---- Text extract

Pagani has handed the final chapter of its Huayra Roadster BC story to collectors and the hypercar community: the 40th and last Roadster BC, nicknamed Quaranta (Italian for "forty"). Expected to command between $5.7 million and $6.0 million at auction, Quaranta is more than a price headline — it’s a statement of bespoke craftsmanship, track-focused engineering, and emotional design that defines Pagani's hand-built hypercars.

What makes Quaranta special?

Quaranta is a tailored celebration of Pagani heritage. Painted in pearlescent Bianco Benny as a tribute to early supporter Benny Caiola, it wears Italian tricolore accents across its bodywork, wing, and diffuser. Inside, black Malevic leather, carbon-fiber detailing, and red trim give the cockpit a dramatic, artisanal feel. The number 40 is embroidered onto each headrest and stamped on the removable carbon-fiber roof panel; Horacio Pagani and the artisans also signed the engine bay — an intimate reminder this was hand-built in San Cesario sul Panaro.

Powertrain and performance: AMG muscle, Pagani refinement

Under the flowing carbon panels, the Roadster BC houses a reworked Mercedes-AMG V12 — a bespoke engine never offered in any regular Mercedes road car. For the Roadster BC Pagani extracted roughly 789 hp (often quoted as 800 PS) and a prodigious torque figure, sent to the rear wheels through a sequential transmission tailored for the car.

Numbers that matter:

  • Power: ~789 hp (800 PS)
  • Torque: ~775 lb-ft (≈1,050 Nm)
  • 0–60 mph: around 3.3 seconds (varies with conditions)
  • Top speed: approximately 230 mph (≈370 km/h)
  • Curb weight: about 2,755 lb (1,250 kg)

Pagani’s engineering didn’t stop at power. The Roadster BC uses aggressive aero — a fixed rear wing, integrated snorkel and active aero elements — to generate roughly 1,100 lb (499 kg) of downforce at 155 mph (250 km/h), helping the convertible maintain composure at extreme speeds.

Lightweight obsession

Weight saving is central to the BC philosophy. Pagani developed a Carbo-Triax composite to increase stiffness and cut mass, adopted a titanium exhaust system, and trimmed the interior to essentials. Compared with the standard Huayra, BC variants were hundreds of pounds lighter, emphasizing mechanical purity and driver engagement even in a topless hypercar.

--------

Request 1 :: How would you render this sentence from the Pagani Quaranta article in Spanish: "Under the flowing carbon panels, the Roadster BC houses a reworked Mercedes-AMG V12 — a bespoke engine never offered in any regular Mercedes road car."?
Request 2 :: Could you pick up the Pagani Quaranta article after its last sentence and write what follows?

---- Recorded data

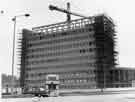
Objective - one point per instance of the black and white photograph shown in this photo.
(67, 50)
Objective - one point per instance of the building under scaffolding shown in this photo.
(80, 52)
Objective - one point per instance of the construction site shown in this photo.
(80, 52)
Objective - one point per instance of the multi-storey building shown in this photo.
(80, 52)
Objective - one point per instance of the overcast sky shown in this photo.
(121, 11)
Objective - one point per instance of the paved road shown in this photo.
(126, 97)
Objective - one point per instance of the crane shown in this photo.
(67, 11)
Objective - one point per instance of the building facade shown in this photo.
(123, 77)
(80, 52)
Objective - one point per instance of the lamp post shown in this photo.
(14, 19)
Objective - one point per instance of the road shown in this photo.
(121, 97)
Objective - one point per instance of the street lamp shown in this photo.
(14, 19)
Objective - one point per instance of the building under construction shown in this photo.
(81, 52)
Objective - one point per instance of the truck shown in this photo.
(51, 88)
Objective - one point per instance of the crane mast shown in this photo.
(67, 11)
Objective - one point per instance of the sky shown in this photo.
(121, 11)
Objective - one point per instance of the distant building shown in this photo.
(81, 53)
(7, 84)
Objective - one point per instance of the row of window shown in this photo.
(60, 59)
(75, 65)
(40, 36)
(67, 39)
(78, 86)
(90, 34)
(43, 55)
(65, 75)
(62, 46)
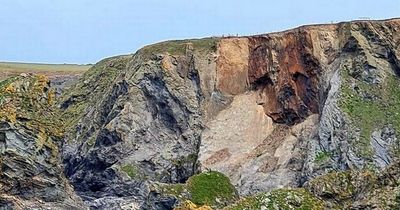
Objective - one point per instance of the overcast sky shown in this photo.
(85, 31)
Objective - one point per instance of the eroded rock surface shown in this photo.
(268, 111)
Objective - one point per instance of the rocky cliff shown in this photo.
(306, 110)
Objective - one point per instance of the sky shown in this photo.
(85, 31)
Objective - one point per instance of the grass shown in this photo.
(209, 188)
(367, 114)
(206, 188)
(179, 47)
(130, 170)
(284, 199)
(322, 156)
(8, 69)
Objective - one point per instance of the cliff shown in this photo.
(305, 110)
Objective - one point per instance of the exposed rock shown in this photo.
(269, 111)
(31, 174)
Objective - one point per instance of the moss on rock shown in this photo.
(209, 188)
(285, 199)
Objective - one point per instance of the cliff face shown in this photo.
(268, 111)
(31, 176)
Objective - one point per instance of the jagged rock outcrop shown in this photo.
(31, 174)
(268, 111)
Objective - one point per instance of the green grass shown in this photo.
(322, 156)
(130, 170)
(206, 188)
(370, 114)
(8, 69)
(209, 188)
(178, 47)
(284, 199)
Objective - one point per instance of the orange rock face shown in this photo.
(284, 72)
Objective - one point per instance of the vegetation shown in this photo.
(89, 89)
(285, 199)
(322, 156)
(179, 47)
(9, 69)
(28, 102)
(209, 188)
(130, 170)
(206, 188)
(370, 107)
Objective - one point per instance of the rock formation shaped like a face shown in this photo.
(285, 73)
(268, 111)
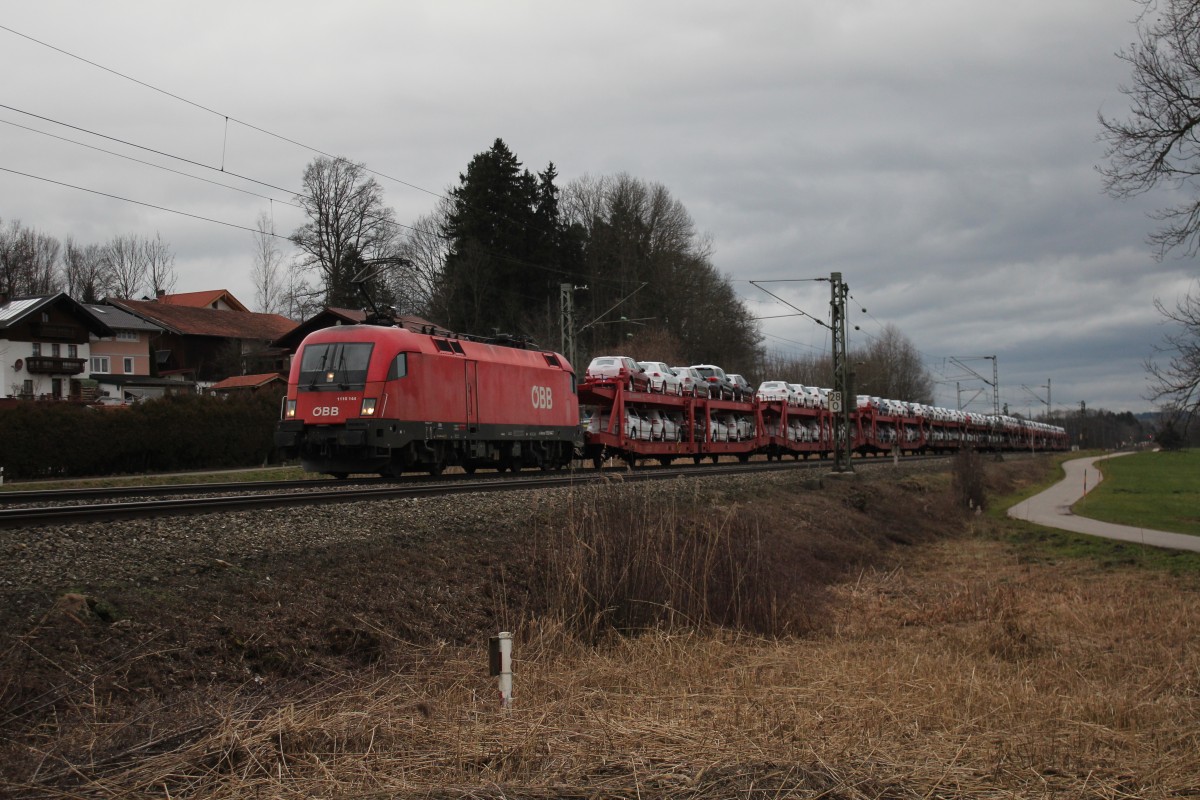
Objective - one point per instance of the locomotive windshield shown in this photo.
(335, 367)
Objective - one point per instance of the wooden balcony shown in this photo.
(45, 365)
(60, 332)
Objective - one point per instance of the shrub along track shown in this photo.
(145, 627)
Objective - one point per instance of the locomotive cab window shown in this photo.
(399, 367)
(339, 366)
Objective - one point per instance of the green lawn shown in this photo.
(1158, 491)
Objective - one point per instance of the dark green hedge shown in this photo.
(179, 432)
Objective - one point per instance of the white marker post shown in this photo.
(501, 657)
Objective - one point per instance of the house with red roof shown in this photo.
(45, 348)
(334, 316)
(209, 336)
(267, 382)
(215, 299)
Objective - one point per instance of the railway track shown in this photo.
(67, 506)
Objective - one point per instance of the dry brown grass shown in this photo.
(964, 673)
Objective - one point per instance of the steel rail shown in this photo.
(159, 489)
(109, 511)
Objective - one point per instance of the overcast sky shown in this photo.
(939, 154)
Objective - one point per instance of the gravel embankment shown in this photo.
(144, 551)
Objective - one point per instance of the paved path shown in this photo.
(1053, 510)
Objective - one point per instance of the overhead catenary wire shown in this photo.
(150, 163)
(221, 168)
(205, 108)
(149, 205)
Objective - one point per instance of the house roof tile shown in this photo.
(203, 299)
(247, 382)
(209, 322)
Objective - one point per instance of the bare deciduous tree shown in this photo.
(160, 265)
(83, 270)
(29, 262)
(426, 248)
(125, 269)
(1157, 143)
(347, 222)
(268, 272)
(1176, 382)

--------

Exercise answer 1 :: Bajo los fluidos paneles de carbono, el Roadster BC alberga un V12 de Mercedes-AMG reelaborado, un motor a medida que nunca se ofreció en ningún automóvil de calle convencional de Mercedes.

Exercise answer 2 ::
Design and craftsmanship: art and engineering in harmony

Pagani has always positioned itself where sculpture meets speed. The Huayra lineage — introduced in 2011 after the Zonda — cemented that ethos. The BC program, launched with the coupe in 2016 to honor long-time patron Benny Caiola, amplified the Huayra’s performance with more extreme aerodynamics, bespoke materials, and an almost obsessive attention to detail. The Roadster BC translated that intensity into an open-top experience without compromising structural integrity or aerodynamic performance.

Inside Quaranta, the cabin reads like a gallery of Italian craftsmanship: precision stitching, exposed carbon surfaces, custom finishes and the signatures of the build team. For collectors, those details matter as much as horsepower and top speed.

Provenance and brief public life

Quaranta was delivered new to a single private owner in Florida and has logged fewer than 75 miles. Since its April 2022 delivery it has been shown sparingly — a few high-profile appearances such as the Miami Concours (2022 and 2024) and the Hypercars class at ModaMiami 2025 — preserving its condition and exclusivity.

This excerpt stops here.